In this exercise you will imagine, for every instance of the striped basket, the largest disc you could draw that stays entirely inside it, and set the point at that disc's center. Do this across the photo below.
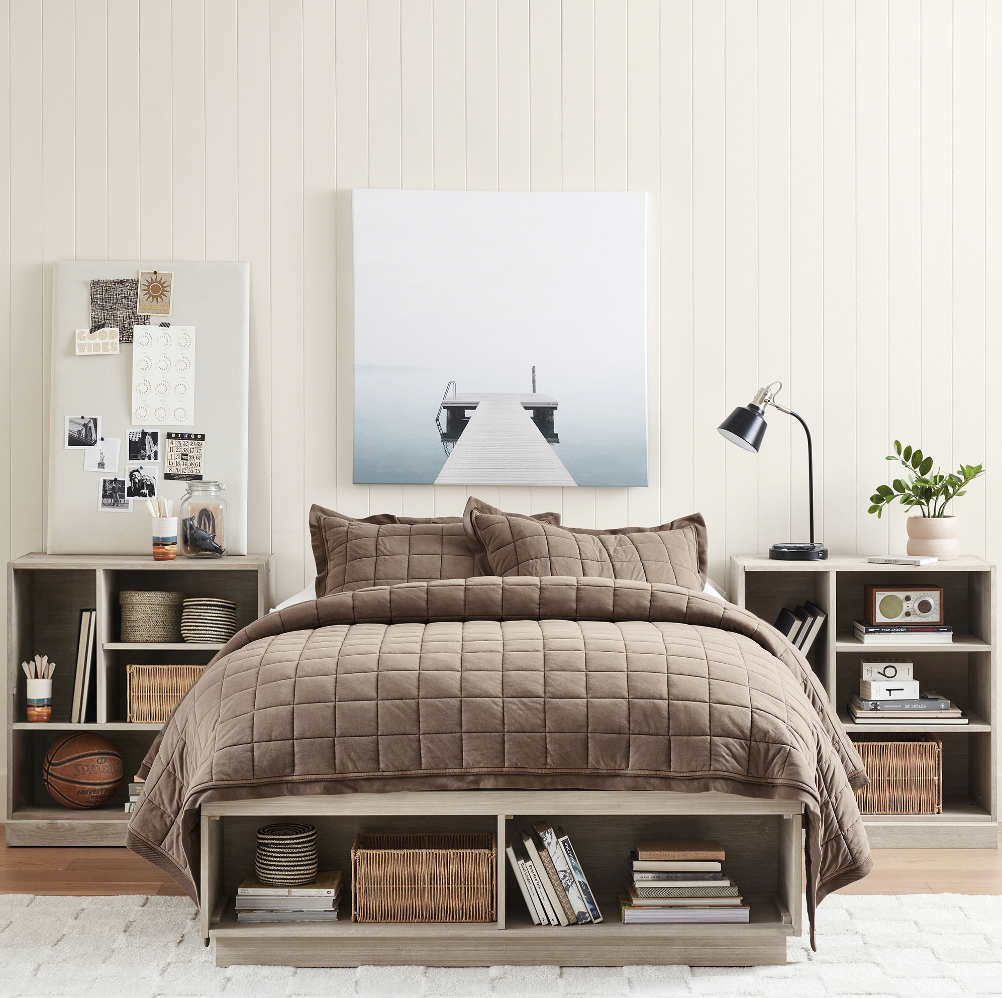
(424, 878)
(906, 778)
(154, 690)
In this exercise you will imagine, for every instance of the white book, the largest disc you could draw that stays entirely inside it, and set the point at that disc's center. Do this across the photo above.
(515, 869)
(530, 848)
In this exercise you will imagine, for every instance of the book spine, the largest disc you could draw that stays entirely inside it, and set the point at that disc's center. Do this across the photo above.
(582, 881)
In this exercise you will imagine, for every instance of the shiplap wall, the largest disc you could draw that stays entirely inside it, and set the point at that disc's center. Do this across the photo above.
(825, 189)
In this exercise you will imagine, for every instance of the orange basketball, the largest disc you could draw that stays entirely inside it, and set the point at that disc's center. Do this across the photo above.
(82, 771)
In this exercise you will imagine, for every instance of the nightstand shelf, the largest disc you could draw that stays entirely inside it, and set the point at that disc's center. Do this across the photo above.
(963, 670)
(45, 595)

_ _ _ _ _

▶ **Work order**: The line containing "of the book" marks where to begin; the last line of the records marks where to stop. Copy both and all between, exactly.

▶ **Output for this exercise**:
In this exercise you will imagine, for every instance of the book spine, the largest disc you could draw that stays entirely inside it, and set the point at that disc's center. Do this across the photo above.
(582, 881)
In this exercise you will imagine, for every instance of the shiplap wall, the largest disc you could draw that stays entirely inside it, and set the point at that disc's center. Do this across the photo above.
(825, 189)
In this exercise you will imagine, for every instance of the orange basketball, the largest disc you could draw that stays entirely inside it, and set the point at that disc's center. Do this across the photo above.
(82, 771)
In this exercise you will imagine, for every instance of the nightstand shelf, the largest disc you could draw that stays entirely inside it, and set the point at that disc's center. Do this across the photo above.
(963, 670)
(45, 595)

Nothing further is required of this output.